### Problem
Copy out the material below without changes, from the line containing "Wildlife-count tagging: point out every instance of the house" through the end of the material.

(Location identification items)
##########

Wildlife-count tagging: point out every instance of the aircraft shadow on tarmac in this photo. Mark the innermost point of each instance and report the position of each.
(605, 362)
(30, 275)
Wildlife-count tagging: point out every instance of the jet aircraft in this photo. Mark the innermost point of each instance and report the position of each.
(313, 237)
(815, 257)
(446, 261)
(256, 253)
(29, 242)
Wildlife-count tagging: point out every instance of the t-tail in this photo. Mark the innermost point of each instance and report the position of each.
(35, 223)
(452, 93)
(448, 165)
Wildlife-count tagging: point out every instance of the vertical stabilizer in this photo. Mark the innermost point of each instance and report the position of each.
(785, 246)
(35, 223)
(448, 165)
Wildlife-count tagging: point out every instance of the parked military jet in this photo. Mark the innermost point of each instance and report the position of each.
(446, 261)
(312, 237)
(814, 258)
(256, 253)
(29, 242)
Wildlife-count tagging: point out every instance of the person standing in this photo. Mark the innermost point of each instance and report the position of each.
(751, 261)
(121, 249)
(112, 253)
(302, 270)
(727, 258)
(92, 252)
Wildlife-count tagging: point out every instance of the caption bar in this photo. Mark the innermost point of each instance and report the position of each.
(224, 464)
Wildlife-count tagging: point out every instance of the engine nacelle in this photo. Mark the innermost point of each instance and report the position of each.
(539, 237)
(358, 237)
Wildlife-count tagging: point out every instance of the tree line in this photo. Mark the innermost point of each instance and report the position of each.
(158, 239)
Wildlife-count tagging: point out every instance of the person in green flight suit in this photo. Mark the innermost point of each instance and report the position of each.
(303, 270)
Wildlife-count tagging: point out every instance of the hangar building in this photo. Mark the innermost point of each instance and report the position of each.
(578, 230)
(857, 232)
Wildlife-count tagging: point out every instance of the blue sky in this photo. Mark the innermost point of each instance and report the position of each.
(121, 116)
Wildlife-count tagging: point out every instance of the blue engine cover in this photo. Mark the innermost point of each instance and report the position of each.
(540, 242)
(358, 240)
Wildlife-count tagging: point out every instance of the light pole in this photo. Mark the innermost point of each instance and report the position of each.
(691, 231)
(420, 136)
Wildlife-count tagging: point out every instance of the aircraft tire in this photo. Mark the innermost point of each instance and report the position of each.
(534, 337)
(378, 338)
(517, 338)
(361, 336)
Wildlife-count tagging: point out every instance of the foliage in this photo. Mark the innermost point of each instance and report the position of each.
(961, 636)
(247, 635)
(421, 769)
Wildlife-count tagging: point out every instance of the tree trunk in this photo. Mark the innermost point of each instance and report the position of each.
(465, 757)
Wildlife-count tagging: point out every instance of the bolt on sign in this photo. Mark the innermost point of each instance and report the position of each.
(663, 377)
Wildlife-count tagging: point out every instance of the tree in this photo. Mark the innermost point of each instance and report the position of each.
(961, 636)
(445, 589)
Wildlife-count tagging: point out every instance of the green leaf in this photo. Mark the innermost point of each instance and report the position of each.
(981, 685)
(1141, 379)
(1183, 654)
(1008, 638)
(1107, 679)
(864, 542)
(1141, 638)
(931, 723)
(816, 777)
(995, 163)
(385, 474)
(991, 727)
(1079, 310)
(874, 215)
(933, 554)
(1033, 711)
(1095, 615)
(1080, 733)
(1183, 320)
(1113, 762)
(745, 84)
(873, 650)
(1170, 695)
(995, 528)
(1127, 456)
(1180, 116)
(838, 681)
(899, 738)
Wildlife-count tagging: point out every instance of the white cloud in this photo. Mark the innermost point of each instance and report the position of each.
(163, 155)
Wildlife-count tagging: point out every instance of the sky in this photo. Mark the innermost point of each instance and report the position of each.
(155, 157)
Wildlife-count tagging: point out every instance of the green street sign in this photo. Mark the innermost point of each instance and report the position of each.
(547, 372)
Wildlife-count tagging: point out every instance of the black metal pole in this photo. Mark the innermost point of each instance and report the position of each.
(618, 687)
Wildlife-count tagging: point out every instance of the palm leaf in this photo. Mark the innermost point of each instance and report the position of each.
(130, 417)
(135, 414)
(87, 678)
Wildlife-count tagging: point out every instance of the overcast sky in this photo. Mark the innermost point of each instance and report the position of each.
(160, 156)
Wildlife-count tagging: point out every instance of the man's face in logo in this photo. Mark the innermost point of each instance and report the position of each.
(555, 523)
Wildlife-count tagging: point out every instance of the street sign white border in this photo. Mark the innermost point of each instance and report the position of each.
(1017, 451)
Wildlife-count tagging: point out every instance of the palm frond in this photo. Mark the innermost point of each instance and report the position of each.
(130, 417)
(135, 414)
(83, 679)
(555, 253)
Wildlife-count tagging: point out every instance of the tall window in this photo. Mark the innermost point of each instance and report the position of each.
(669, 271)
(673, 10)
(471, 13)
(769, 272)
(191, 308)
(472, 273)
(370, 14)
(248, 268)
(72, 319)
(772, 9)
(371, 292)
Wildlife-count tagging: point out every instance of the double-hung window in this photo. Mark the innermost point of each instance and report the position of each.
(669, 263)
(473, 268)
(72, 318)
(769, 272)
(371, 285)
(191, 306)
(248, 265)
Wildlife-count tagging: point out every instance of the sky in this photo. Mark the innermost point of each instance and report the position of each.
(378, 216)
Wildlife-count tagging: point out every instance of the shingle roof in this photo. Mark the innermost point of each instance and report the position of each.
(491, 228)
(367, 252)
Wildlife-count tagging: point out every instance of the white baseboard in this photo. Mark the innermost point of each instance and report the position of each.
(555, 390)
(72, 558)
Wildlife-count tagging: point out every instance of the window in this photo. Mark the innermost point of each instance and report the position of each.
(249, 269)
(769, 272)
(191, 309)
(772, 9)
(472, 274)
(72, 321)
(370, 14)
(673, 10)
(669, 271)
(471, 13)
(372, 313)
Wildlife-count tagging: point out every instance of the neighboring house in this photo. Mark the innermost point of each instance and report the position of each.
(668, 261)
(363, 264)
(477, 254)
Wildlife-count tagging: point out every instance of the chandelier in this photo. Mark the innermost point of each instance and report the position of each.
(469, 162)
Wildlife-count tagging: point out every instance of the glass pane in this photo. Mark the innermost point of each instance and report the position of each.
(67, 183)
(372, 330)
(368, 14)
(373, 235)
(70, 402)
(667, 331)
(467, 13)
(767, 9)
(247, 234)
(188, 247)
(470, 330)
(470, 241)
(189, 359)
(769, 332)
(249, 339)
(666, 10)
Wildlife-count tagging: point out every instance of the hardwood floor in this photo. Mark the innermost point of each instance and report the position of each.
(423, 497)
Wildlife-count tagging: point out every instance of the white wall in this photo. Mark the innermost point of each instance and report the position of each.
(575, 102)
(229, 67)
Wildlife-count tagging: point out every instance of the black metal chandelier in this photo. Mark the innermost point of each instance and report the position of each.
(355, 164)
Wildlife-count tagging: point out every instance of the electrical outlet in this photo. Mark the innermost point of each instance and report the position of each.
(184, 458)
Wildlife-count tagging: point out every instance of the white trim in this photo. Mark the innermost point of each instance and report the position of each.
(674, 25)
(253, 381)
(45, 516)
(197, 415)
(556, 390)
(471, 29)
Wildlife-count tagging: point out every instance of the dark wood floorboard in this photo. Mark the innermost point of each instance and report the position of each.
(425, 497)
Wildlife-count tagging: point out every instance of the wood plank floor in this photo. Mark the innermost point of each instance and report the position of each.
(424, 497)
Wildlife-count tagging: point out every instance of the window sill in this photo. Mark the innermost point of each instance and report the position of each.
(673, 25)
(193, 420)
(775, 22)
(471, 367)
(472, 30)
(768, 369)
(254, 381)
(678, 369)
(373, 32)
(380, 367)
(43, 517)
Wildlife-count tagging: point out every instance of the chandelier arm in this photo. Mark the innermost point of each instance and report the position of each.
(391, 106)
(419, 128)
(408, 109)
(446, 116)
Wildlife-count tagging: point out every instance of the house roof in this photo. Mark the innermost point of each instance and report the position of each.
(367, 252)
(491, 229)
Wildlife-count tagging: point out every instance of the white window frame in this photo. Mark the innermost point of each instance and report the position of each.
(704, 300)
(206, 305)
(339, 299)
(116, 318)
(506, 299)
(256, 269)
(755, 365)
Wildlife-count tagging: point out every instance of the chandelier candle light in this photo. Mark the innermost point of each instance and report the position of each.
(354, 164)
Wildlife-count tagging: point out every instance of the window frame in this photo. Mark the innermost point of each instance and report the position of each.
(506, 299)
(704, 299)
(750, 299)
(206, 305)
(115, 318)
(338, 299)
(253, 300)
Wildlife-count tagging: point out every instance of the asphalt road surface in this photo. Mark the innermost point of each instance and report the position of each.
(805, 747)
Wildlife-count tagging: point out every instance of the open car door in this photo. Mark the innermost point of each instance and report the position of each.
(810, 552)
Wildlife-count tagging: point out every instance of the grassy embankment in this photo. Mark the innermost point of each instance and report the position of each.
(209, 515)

##########

### Answer for this exercise
Wildlife-count tagging: point out every instance of the house roof in this photo. Mark the innermost point of each instance and report the position of each.
(367, 252)
(491, 229)
Wildlife-count tagging: point out every instance of the white window frame in this photo. Mark the innermost point of each instance and report the position of each.
(704, 300)
(206, 305)
(339, 299)
(116, 318)
(506, 299)
(256, 269)
(755, 365)
Wildlife-count tagging: point out every instance of the chandelier candle light in this photo. Mark the innermost point of each instance and report the position of each.
(354, 164)
Wildlife-count tagging: point out every instance of the window frame in this photo. Mark the innermost point of each instance and report the position of each.
(506, 299)
(704, 299)
(750, 299)
(206, 305)
(115, 318)
(338, 299)
(253, 300)
Wildlife-count tagging: point out every instance of the asphalt road surface in this photo. Mark the innermost point of each instance and report the position of each.
(805, 747)
Wildlife-count tagging: point out every instance of the open car door in this photo. Mark the innermost point of each instance and report the position of each.
(810, 552)
Wildlife-count tagging: point out every instance of the grassy embankment in this photo. Mark the innermost point of each instance and report the position of each.
(209, 515)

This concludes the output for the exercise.